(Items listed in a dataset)

◆ ◆ ◆

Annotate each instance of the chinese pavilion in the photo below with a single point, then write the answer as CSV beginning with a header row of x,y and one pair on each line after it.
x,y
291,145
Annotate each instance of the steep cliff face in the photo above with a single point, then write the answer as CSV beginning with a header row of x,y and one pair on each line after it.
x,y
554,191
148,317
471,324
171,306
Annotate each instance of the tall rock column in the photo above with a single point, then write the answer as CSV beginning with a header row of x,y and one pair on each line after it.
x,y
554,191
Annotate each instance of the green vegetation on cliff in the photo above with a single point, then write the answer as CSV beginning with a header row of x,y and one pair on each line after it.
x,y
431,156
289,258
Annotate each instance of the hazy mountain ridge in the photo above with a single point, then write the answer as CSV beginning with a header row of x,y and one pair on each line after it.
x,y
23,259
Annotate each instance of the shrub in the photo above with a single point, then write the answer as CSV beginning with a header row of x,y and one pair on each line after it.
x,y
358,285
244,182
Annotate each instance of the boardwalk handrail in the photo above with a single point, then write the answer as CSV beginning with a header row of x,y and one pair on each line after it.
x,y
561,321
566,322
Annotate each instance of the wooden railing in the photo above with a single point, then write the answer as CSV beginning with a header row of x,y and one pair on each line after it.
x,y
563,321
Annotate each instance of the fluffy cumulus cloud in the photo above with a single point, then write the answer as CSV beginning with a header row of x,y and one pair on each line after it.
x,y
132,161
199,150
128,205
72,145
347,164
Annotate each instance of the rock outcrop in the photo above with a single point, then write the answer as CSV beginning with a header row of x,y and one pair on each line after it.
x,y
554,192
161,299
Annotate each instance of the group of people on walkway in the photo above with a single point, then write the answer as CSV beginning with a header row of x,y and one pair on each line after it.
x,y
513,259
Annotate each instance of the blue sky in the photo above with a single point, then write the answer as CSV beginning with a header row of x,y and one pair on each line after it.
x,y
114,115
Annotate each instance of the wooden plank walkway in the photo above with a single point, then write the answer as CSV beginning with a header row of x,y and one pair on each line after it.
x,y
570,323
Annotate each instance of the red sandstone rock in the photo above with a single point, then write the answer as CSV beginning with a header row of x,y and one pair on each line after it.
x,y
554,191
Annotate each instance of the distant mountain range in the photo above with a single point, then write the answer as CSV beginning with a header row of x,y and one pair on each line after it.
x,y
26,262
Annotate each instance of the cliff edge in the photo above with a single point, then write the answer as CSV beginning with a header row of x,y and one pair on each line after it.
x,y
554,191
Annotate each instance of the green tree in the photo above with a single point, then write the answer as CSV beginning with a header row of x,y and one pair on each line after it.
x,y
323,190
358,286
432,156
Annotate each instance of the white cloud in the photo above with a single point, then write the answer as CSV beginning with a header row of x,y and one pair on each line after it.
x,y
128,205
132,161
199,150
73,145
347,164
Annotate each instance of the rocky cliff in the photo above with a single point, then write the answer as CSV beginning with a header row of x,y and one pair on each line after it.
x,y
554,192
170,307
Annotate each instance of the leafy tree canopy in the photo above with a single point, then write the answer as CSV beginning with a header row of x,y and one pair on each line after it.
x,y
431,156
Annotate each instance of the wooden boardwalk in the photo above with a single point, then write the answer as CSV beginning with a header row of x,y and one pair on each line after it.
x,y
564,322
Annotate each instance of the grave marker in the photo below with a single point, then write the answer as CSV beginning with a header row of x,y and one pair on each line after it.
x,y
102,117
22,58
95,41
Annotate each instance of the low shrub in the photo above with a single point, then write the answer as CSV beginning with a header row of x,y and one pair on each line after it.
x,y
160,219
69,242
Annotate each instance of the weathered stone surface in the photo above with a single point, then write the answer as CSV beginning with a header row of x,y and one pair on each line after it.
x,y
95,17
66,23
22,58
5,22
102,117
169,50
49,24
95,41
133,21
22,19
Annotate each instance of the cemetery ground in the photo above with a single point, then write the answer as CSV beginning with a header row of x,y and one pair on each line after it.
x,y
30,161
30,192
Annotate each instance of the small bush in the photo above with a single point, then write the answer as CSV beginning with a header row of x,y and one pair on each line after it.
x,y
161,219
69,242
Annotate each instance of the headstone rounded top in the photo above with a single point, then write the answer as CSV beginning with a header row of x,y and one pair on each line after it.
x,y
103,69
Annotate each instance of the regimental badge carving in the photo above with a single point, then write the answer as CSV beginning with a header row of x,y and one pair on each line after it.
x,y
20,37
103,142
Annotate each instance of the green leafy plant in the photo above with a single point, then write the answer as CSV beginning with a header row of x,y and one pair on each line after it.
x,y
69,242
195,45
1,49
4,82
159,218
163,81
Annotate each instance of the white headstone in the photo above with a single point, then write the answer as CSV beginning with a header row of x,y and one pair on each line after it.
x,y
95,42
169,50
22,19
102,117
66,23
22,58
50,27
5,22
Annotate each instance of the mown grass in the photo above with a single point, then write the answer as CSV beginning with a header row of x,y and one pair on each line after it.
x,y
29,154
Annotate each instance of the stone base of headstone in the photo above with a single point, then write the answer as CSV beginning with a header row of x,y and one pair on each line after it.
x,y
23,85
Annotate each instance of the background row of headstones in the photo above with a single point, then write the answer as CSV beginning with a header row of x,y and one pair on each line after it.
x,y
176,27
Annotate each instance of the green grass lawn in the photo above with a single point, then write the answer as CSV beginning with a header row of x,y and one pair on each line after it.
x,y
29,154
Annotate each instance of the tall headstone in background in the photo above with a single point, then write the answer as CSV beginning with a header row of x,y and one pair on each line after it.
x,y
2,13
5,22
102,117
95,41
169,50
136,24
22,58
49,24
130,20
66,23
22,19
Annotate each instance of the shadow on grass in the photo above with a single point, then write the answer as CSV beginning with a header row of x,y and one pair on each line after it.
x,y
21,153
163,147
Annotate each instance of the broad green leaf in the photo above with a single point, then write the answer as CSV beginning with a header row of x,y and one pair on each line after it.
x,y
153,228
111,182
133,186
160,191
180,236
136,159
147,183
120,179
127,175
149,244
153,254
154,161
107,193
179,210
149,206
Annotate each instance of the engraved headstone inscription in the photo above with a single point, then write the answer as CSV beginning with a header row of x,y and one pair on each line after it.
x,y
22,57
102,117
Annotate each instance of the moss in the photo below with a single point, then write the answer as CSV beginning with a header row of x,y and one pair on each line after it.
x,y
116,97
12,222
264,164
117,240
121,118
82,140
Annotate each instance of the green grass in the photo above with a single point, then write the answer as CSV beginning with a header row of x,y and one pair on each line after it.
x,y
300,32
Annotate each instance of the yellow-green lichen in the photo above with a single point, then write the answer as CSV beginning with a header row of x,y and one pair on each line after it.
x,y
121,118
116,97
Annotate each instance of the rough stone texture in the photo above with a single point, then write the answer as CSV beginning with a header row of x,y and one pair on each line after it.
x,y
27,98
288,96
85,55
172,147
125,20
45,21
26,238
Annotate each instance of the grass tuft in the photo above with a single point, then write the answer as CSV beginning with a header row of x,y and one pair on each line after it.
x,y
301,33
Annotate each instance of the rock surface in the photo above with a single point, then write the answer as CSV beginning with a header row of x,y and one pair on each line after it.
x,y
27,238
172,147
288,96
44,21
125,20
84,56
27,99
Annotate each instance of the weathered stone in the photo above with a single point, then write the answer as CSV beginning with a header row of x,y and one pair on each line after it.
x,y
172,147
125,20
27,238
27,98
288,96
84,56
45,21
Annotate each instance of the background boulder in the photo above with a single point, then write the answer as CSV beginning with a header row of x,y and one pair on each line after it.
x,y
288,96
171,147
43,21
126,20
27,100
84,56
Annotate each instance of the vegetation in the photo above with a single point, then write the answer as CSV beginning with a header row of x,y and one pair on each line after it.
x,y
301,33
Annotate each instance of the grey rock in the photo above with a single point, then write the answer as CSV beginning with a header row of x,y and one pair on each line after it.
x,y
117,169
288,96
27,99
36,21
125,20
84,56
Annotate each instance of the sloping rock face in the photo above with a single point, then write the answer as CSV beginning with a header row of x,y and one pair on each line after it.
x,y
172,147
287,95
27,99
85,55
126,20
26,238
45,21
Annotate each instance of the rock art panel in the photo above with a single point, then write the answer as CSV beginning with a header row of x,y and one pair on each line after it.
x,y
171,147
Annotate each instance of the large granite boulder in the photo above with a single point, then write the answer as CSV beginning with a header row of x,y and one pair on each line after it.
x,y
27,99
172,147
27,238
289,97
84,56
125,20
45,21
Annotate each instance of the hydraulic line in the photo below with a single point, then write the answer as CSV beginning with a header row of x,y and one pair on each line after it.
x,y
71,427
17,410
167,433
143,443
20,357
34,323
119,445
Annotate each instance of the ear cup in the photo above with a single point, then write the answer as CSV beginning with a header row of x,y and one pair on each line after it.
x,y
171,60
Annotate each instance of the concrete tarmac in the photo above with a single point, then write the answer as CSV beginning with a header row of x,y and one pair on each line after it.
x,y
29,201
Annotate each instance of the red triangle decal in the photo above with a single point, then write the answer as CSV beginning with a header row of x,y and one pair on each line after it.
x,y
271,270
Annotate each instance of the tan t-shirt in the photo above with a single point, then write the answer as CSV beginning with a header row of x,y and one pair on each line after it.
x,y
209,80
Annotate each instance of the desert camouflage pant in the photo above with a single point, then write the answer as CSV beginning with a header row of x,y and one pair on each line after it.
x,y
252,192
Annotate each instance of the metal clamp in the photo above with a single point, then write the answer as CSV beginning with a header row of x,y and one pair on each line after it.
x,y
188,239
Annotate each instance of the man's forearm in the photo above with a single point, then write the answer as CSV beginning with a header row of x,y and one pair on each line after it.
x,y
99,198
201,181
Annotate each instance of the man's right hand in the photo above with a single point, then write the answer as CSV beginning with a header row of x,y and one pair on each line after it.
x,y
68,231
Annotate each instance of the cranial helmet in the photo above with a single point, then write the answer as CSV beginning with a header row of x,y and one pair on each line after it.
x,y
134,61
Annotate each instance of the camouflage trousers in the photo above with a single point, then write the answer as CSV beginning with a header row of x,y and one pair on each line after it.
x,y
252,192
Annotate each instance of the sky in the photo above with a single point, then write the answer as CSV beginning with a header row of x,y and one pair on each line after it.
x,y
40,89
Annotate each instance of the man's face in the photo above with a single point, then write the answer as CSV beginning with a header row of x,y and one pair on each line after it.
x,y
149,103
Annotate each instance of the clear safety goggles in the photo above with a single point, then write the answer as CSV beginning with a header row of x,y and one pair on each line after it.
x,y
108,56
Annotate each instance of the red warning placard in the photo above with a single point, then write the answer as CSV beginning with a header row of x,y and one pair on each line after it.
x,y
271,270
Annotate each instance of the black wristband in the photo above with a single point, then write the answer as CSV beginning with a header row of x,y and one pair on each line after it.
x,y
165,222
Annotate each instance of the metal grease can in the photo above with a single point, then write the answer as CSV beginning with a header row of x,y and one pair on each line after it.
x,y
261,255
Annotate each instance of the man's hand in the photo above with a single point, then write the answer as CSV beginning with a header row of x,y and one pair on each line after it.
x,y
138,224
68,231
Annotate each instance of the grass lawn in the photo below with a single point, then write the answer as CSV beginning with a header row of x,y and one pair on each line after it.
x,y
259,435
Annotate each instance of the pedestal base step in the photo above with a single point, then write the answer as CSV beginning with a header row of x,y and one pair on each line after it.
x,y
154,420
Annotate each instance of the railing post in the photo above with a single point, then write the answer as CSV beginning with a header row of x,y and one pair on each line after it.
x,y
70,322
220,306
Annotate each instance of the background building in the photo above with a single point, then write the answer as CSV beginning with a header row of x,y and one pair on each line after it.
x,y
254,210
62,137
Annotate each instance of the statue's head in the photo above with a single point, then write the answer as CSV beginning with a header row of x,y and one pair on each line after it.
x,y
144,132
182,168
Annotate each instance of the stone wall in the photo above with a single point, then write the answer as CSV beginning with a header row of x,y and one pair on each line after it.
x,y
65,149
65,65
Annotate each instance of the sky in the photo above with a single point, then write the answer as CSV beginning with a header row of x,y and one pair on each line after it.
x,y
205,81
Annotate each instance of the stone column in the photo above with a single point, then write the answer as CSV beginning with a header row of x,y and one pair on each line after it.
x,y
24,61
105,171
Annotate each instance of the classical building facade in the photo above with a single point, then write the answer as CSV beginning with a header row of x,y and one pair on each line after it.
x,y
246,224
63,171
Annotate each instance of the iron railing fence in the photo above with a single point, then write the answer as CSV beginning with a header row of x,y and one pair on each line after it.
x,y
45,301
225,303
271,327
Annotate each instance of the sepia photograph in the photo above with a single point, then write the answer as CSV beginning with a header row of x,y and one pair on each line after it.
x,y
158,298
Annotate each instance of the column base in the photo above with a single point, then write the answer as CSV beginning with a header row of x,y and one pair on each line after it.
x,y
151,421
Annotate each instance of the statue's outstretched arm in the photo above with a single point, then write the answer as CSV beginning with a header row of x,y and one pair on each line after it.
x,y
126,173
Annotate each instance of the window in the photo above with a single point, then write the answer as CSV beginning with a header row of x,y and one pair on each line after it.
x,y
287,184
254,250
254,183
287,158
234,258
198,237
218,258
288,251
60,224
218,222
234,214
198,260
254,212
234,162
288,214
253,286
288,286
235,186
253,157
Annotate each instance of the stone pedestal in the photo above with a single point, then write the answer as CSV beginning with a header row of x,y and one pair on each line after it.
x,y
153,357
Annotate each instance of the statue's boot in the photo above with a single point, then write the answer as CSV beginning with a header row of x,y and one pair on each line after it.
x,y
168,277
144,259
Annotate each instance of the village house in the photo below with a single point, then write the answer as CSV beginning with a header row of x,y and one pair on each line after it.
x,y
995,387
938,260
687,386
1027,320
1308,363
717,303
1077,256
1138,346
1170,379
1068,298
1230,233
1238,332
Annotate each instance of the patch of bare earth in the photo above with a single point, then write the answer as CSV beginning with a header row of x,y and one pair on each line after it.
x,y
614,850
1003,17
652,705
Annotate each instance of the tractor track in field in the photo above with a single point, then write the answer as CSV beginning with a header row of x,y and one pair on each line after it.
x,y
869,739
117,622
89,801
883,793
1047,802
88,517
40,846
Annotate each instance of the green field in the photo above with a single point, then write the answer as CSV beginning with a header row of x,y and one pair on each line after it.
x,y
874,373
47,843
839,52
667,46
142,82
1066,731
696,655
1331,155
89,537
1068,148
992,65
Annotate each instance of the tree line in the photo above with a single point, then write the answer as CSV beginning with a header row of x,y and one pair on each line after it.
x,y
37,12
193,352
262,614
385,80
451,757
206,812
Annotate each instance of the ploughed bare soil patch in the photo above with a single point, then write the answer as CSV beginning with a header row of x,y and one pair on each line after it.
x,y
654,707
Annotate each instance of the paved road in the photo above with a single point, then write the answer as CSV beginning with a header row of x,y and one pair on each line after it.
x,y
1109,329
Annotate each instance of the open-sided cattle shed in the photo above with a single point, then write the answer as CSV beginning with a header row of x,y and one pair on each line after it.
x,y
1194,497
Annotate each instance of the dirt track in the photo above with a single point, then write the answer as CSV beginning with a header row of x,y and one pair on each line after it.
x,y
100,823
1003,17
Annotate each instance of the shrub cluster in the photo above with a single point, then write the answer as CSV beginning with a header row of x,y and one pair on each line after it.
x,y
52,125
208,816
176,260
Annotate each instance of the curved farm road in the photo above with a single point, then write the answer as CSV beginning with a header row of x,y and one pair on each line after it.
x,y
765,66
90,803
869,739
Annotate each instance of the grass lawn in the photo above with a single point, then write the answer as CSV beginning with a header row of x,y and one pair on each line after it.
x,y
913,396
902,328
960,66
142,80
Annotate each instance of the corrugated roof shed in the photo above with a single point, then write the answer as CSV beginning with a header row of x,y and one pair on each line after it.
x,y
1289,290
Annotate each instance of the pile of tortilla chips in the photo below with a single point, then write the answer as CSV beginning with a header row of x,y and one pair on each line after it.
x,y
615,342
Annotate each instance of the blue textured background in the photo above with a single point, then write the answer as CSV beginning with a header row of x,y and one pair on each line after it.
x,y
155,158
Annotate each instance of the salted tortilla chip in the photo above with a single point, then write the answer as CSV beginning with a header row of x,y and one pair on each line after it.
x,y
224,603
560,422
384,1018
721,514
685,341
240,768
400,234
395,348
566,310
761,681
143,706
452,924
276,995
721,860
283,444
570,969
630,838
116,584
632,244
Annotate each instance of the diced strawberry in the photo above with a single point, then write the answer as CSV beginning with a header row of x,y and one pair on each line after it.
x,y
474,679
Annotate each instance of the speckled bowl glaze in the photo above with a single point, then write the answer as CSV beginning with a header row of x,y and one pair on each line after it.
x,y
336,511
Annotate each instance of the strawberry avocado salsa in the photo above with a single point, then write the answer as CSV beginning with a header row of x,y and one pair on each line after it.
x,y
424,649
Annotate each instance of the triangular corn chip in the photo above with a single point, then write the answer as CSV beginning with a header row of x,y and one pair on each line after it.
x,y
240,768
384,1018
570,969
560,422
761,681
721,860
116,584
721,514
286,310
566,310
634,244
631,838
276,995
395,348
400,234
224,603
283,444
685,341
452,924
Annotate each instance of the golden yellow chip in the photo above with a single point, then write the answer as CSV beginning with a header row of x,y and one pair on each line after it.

◆ ◆ ◆

What to do -
Would you please copy the lines above, from the one holding "Annotate each instance of the salted" through the last, and nothing else?

Output for this task -
Annotate each instance of the salted tortilla chip in the photo above with a single point, then write the answer as CSV beginning with a header row of x,y and one pair on each line after it.
x,y
224,603
560,422
384,1018
721,514
685,341
240,768
400,234
395,348
566,310
761,681
143,706
452,924
276,995
721,860
283,444
570,969
630,838
116,584
632,244
Annotate each instance of the diced strawberry in the photo above with a single point, then write the answer as CSV beginning with a header row of x,y and one pair on each line after it.
x,y
474,679
Annotate each instance of the speckled bowl glaze in the photo above with a single point, then write the answer as CSV beginning with a header row of x,y and one pair on each line after it.
x,y
336,511
Annotate each instance of the strawberry avocado salsa in the photo above with a single point, then write the answer as CSV beginning with a header row of x,y and one pair on each line after it.
x,y
424,649
Annotate each instance of the triangular corn chip in the photo above with a single point, then write the answer as CSV beginning with a header row of x,y and one pair on each line after it.
x,y
240,768
384,1018
570,969
560,422
761,681
721,860
116,584
721,514
286,310
566,310
634,244
631,838
276,995
395,348
400,234
224,603
283,444
685,341
452,924
Annotate each instance of the golden yellow chip in the photo above with a single point, then write the answer as CSV beginning with a header row of x,y and one pair on each line after it.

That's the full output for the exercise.